What you should do:
To complete the exercise, repeat every record exactly as it stands.

(Extracted records)
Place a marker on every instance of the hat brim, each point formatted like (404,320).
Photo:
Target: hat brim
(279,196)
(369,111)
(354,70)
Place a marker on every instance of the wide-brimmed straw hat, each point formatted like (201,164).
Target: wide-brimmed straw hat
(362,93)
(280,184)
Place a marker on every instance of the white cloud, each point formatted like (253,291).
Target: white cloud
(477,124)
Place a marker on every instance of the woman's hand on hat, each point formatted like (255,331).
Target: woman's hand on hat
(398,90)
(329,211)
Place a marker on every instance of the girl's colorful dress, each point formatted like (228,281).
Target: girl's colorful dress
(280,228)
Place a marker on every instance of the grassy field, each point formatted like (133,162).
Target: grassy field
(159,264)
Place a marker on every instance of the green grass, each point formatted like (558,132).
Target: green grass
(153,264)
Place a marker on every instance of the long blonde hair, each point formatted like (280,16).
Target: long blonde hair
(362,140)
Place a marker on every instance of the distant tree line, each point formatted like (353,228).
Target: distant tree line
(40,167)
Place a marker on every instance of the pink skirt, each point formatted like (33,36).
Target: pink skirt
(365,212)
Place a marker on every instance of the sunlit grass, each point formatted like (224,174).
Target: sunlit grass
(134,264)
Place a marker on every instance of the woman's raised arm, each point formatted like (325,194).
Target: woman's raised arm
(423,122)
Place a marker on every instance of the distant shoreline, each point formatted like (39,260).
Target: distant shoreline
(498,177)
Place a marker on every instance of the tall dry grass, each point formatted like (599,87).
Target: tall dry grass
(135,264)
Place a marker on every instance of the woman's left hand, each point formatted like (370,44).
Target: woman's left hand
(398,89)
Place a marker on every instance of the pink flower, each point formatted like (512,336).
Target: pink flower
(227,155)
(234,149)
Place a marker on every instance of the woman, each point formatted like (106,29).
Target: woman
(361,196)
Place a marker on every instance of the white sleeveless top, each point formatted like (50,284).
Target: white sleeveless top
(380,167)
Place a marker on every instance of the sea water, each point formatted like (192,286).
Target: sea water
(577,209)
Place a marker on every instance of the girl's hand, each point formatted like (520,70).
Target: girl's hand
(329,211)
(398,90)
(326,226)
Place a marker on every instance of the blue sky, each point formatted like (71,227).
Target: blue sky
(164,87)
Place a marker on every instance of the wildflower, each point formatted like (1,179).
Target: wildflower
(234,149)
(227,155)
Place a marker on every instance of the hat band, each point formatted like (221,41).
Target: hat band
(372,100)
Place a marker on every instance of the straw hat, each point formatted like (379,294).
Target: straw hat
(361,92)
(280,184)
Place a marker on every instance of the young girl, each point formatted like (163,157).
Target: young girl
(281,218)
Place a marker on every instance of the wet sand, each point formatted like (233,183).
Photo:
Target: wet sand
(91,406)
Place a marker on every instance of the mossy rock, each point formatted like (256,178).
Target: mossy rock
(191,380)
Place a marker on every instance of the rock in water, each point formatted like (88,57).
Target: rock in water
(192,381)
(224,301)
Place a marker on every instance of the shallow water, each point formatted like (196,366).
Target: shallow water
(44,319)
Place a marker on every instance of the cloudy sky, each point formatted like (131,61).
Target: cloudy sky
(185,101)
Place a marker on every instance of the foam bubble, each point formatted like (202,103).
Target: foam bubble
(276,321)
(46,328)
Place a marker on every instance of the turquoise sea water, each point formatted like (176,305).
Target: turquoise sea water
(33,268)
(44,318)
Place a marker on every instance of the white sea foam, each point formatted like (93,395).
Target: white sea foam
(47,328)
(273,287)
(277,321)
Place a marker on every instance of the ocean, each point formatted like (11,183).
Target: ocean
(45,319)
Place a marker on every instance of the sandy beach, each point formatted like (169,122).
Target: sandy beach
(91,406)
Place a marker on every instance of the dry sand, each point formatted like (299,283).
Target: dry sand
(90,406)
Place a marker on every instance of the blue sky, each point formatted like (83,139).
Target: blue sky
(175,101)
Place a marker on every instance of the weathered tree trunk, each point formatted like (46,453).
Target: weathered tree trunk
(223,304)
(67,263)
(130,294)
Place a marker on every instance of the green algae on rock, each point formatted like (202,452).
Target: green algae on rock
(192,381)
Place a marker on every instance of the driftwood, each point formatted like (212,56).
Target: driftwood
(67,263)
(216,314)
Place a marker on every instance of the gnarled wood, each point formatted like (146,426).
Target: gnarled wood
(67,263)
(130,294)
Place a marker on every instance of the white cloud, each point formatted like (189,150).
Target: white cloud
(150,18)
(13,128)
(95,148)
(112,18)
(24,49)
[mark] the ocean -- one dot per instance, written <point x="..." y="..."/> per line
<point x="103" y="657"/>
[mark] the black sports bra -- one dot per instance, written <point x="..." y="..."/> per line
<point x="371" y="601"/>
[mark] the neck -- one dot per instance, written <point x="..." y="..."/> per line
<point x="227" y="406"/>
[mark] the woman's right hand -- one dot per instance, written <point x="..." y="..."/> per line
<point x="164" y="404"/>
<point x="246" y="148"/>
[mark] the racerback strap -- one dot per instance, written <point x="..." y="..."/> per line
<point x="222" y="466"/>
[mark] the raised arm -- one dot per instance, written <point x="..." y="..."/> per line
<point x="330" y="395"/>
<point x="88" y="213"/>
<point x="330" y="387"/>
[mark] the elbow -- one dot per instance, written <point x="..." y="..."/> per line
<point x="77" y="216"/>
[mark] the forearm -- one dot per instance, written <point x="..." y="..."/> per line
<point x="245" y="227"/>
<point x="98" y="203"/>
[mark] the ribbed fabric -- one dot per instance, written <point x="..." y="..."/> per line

Solution:
Place a marker on every instance of the hat brim, each point formatted like (404,320).
Photo:
Target: hat brim
(279,196)
(369,111)
(354,70)
Place a marker on every instance of the wide-brimmed straw hat, each point formatted like (201,164).
Target: wide-brimmed straw hat
(362,93)
(280,184)
Place a marker on every instance of the white cloud, each point formatted like (253,291).
Target: white cloud
(477,124)
Place a marker on every instance of the woman's hand on hat, each point formatted like (255,331).
Target: woman's hand on hat
(398,90)
(329,211)
Place a marker on every instance of the girl's colorful dress, each point formatted like (228,281).
Target: girl's colorful dress
(280,228)
Place a marker on every instance of the grassy field, each point formatted like (133,162).
Target: grassy field
(159,264)
Place a marker on every instance of the green grass, each point formatted like (558,132).
Target: green grass
(153,264)
Place a marker on every instance of the long blonde hair, each point formatted like (280,16).
Target: long blonde hair
(362,140)
Place a marker on every instance of the distant tree line, each point formatted like (353,228).
Target: distant tree line
(40,167)
Place a marker on every instance of the pink skirt, each point formatted like (33,36).
Target: pink skirt
(365,212)
Place a marker on every instance of the sunlit grass, each point formatted like (224,174).
Target: sunlit grass
(134,264)
Place a marker on every instance of the woman's raised arm, each point formatted like (325,194).
Target: woman's raised arm
(423,122)
Place a marker on every instance of the distant shoreline, each point formatted like (39,260).
Target: distant shoreline
(498,177)
Place a marker on every instance of the tall dry grass, each point formatted like (599,87).
Target: tall dry grass
(135,264)
Place a marker on every instance of the woman's left hand, each point formatted like (370,44).
Target: woman's left hand
(398,89)
Place a marker on every instance of the pink flower, each point formatted like (512,336).
Target: pink flower
(227,155)
(234,149)
Place a marker on every instance of the woman, each point formatted like (106,29).
Target: woman
(361,196)
Place a marker on every instance of the white sleeveless top, each point formatted like (50,284).
Target: white sleeveless top
(380,167)
Place a marker on every instance of the sea water, each point formatted like (192,286).
Target: sea water
(577,209)
Place a marker on every instance of the girl's hand, each point formatted like (520,70).
Target: girl's hand
(329,211)
(398,90)
(326,226)
Place a marker on every instance of the blue sky, each point formatted like (71,227).
Target: blue sky
(164,87)
Place a marker on every instance of the wildflower, each point formatted like (1,179).
Target: wildflower
(234,149)
(227,155)
Place a marker on every instance of the hat band, each point formatted like (221,41).
Target: hat band
(372,100)
Place a marker on every instance of the straw hat, each point formatted like (379,294).
Target: straw hat
(361,92)
(280,184)
Place a marker on every instance of the young girl, each point formatted like (163,157).
Target: young girl
(281,218)
Place a marker on every instance of the wet sand, each point formatted like (233,183).
Photo:
Target: wet sand
(91,406)
Place a marker on every instance of the mossy rock, each point formatted like (256,178).
Target: mossy rock
(191,380)
Place a marker on every instance of the rock in water, each point formatted like (88,57).
Target: rock in water
(192,381)
(224,301)
Place a marker on every instance of the shallow water, each point formatted like (196,366).
Target: shallow water
(44,319)
Place a marker on every instance of the cloudy sky, each point formatted like (131,61).
Target: cloudy sky
(185,101)
Place a marker on every instance of the foam bubble, each point formatted like (202,103).
Target: foam bubble
(276,321)
(46,328)
Place a marker on every instance of the turquoise sea water, each point formatted like (176,305).
Target: turquoise sea water
(33,268)
(44,318)
Place a marker on every instance of the white sea foam, each point formatted like (93,395).
Target: white sea foam
(47,328)
(273,287)
(277,321)
Place a marker on every instance of the ocean, each point formatted like (11,183).
Target: ocean
(45,319)
Place a marker on every instance of the sandy beach, each point formatted like (169,122).
Target: sandy beach
(91,406)
Place a marker on every instance of the dry sand, each point formatted like (299,283).
Target: dry sand
(90,406)
Place a marker on every instance of the blue sky, each point formatted like (83,139).
Target: blue sky
(175,101)
Place a marker on every instance of the weathered tree trunk, each point formatted like (46,453).
Target: weathered tree trunk
(223,304)
(67,263)
(130,294)
Place a marker on every instance of the green algae on rock, each point formatted like (202,452).
Target: green algae on rock
(192,381)
Place a marker on every instance of the driftwood, each point formatted like (212,56).
Target: driftwood
(67,263)
(216,314)
Place a marker on every instance of the gnarled wood, each point formatted like (146,426).
Target: gnarled wood
(67,263)
(130,294)
Place a marker on every instance of the white cloud, each point formatted like (189,150).
Target: white cloud
(150,18)
(13,128)
(95,148)
(112,18)
(24,49)
[mark] the ocean -- one dot per instance, written <point x="..." y="..."/> per line
<point x="103" y="657"/>
[mark] the black sports bra -- one dot per instance, written <point x="..." y="..."/> per line
<point x="371" y="601"/>
[mark] the neck -- one dot per instance, written <point x="..." y="..."/> per line
<point x="227" y="406"/>
[mark] the woman's right hand -- one dot per instance, written <point x="..." y="..."/> per line
<point x="164" y="404"/>
<point x="246" y="148"/>
[mark] the racerback strap -- one dot per instance, written <point x="..." y="..."/> per line
<point x="222" y="466"/>
[mark] the raised arm -- one dot per instance, written <point x="..." y="..."/> per line
<point x="330" y="395"/>
<point x="88" y="213"/>
<point x="330" y="387"/>
[mark] the elbow -- one dot per instance, written <point x="..." y="..."/> per line
<point x="77" y="216"/>
[mark] the forearm -- one dot per instance, written <point x="..." y="..."/> per line
<point x="245" y="227"/>
<point x="98" y="203"/>
[mark] the ribbed fabric -- one dot per instance, written <point x="..." y="..."/> per line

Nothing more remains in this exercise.